WHAT IS BEING ASKED: Find the line containing "spot the black pepper", then output it and every line after it through the end of the listing below, exactly as written.

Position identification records

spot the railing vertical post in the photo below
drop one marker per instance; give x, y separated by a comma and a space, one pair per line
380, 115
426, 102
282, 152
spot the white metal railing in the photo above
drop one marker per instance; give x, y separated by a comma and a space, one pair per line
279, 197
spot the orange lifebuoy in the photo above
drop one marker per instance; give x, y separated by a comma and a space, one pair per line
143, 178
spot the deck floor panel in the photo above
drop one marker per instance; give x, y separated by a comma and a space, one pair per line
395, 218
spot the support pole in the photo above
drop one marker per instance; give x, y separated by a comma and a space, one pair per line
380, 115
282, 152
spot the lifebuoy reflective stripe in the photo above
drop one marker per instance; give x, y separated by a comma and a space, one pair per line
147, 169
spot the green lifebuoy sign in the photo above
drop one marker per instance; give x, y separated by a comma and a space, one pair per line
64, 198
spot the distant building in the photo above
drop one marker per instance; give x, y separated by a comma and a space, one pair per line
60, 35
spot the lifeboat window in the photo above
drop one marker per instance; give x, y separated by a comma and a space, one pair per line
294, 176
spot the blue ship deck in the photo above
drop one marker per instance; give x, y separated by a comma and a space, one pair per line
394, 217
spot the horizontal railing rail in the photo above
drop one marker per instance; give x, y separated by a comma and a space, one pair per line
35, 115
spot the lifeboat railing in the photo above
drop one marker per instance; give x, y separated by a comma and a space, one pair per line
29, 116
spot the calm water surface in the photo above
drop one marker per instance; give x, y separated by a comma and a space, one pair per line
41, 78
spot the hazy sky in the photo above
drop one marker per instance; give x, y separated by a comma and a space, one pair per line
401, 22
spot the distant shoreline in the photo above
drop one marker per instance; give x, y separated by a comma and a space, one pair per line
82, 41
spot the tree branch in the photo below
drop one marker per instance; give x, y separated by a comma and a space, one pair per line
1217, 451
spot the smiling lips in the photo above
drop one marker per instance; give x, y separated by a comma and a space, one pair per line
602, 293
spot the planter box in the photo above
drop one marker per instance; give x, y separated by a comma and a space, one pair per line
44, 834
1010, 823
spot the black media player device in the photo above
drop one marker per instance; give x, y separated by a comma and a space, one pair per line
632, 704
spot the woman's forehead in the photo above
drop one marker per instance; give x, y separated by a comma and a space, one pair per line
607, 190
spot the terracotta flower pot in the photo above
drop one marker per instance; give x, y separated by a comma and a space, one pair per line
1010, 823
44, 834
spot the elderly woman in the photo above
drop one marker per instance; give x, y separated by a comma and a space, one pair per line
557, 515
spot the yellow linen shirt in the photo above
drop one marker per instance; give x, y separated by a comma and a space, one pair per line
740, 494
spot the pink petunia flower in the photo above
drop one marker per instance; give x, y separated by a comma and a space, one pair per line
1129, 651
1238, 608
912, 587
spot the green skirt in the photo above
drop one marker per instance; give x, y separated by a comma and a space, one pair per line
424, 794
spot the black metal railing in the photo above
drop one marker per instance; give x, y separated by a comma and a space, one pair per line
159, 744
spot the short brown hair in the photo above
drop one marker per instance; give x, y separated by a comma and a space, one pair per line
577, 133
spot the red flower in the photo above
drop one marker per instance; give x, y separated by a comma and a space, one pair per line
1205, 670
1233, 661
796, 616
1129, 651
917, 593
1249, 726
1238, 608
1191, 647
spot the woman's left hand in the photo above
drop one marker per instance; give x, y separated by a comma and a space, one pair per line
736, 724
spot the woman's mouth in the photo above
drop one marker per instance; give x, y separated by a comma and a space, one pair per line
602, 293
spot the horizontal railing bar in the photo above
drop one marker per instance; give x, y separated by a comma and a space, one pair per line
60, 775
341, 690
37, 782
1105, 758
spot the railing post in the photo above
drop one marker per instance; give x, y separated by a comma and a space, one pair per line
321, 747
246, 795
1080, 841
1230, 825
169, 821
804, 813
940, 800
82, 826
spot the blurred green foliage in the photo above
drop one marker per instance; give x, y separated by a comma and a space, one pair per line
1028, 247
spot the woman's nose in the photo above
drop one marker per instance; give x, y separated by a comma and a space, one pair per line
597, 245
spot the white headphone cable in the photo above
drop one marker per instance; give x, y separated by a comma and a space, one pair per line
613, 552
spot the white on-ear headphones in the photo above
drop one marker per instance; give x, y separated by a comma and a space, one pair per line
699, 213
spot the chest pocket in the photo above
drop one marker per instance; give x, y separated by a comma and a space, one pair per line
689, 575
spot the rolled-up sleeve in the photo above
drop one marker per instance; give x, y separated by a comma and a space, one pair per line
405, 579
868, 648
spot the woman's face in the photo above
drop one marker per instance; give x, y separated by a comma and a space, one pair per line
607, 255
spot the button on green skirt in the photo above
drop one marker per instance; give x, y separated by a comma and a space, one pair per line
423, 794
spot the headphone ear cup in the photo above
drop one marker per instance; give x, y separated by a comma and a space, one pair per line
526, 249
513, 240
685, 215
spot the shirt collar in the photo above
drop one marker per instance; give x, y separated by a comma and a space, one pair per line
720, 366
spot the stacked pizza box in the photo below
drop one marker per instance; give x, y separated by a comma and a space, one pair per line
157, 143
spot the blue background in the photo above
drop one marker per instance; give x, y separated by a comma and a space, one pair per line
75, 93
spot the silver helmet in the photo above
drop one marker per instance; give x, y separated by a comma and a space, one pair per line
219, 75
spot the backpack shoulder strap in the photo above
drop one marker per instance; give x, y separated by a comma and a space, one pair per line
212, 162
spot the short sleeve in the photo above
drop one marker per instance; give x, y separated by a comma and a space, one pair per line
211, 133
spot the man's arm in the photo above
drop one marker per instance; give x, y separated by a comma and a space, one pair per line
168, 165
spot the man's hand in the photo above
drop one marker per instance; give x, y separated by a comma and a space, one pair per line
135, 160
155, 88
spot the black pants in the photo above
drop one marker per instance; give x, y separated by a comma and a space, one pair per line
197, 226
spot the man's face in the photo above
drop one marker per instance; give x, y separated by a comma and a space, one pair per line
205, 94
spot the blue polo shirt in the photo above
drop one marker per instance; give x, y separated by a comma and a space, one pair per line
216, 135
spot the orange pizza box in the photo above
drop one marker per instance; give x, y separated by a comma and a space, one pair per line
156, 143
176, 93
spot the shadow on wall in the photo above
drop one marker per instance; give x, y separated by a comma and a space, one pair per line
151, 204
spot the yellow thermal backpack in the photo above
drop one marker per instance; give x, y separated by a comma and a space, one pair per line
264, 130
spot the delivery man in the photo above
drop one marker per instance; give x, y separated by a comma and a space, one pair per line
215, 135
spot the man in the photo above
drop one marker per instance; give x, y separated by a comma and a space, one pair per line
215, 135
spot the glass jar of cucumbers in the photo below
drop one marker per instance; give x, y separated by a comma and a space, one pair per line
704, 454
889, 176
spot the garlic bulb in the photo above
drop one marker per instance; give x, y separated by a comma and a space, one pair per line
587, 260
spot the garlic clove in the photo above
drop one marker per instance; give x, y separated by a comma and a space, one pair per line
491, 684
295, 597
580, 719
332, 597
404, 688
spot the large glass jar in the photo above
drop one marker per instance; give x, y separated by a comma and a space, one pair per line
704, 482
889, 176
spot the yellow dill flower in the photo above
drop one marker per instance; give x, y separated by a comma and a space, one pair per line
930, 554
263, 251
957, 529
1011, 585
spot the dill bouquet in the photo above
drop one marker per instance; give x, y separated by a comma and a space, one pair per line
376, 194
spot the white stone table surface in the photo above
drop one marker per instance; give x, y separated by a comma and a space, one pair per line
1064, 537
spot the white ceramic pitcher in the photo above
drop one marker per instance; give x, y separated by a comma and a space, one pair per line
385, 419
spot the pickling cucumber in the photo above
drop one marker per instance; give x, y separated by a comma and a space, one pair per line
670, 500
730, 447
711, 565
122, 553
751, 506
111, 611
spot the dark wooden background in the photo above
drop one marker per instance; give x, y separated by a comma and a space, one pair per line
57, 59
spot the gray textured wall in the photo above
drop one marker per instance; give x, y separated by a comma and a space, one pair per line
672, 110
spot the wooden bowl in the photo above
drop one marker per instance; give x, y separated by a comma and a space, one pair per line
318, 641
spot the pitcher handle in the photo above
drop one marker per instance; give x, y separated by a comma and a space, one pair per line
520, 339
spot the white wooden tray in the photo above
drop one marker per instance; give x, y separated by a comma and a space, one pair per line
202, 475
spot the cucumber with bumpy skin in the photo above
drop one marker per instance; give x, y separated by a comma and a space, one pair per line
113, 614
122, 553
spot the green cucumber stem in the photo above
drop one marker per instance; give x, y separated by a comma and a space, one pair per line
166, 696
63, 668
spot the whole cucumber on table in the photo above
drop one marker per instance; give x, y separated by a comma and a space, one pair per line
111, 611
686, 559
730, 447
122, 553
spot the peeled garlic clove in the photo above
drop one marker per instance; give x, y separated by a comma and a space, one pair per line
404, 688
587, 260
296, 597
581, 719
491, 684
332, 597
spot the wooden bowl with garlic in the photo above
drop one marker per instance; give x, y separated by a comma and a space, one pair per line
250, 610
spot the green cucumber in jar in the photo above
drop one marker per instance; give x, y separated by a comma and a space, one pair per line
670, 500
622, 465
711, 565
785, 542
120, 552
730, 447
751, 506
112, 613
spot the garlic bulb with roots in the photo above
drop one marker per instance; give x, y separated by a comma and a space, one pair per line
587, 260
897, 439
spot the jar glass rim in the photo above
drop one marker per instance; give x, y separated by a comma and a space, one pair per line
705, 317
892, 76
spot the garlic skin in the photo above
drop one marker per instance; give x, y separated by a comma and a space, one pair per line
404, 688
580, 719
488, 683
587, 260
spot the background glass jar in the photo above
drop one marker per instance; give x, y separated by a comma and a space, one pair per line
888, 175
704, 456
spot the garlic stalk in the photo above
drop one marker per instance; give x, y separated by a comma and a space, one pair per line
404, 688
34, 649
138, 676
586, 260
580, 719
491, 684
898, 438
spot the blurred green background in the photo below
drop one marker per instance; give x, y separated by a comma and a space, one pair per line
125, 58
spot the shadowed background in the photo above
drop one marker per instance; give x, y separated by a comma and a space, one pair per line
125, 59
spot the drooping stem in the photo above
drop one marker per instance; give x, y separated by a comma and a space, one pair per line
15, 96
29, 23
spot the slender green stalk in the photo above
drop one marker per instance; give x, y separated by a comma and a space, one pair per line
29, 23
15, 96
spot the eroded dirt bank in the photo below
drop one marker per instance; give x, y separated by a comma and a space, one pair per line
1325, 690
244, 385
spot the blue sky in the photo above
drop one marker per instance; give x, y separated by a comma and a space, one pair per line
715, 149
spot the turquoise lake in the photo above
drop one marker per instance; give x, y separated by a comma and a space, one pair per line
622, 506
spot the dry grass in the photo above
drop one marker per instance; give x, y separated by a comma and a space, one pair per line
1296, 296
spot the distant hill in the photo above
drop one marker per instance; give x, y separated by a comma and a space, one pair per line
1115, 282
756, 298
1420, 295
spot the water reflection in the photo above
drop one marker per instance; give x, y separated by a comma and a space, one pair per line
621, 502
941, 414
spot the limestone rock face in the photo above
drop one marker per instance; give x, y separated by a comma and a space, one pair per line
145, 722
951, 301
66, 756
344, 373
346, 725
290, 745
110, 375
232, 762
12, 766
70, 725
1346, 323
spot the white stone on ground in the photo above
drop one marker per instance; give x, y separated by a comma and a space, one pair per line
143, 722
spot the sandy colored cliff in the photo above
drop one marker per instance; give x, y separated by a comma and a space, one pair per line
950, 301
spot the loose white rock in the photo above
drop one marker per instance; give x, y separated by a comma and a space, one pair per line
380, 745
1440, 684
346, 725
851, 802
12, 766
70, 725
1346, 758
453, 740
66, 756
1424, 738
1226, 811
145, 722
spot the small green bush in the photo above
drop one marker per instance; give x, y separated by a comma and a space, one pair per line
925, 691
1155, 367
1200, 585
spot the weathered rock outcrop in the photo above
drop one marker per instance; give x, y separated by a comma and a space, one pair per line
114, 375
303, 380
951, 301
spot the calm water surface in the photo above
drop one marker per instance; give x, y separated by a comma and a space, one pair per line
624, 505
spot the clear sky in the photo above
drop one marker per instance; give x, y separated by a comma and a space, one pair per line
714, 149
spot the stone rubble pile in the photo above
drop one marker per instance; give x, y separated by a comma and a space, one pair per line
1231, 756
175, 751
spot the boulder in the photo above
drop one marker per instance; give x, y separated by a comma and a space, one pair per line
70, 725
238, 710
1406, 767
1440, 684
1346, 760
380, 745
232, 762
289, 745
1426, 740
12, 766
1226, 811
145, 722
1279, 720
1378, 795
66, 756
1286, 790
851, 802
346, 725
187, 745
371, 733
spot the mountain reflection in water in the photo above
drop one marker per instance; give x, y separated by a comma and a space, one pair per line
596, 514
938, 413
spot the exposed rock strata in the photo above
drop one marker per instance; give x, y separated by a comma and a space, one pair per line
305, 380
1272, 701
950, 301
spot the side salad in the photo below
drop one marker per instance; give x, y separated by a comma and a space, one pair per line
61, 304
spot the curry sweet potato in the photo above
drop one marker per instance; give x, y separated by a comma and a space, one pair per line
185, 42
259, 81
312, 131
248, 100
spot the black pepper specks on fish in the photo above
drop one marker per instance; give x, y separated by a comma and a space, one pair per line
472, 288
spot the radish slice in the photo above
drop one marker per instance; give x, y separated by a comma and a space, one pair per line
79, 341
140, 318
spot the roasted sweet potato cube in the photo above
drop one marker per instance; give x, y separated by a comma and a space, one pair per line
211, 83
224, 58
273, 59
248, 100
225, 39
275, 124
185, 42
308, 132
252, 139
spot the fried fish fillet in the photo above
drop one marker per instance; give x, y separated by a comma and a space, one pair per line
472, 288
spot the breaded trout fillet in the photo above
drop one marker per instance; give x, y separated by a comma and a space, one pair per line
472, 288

FULL SOLUTION:
spot the black pepper specks on fish in the photo above
drop one marker per instance; give x, y separated by a comma and a space, one pair per line
472, 288
spot the radish slice in the photo above
drop one marker per instance; give x, y separated by a comma and a space, one pair per line
79, 341
140, 318
spot the roasted sweet potato cube in the photo above
drop one marker per instance; give x, y separated by a comma and a space, one pair per line
211, 83
224, 58
273, 59
248, 100
225, 39
275, 124
185, 42
308, 132
252, 139
spot the fried fish fillet in the photo above
drop one marker per instance; give x, y separated by a comma and a space, one pair per line
472, 288
spot the breaded trout fillet in the photo above
drop one marker per instance; give x, y separated by a comma and a space, one pair per line
472, 288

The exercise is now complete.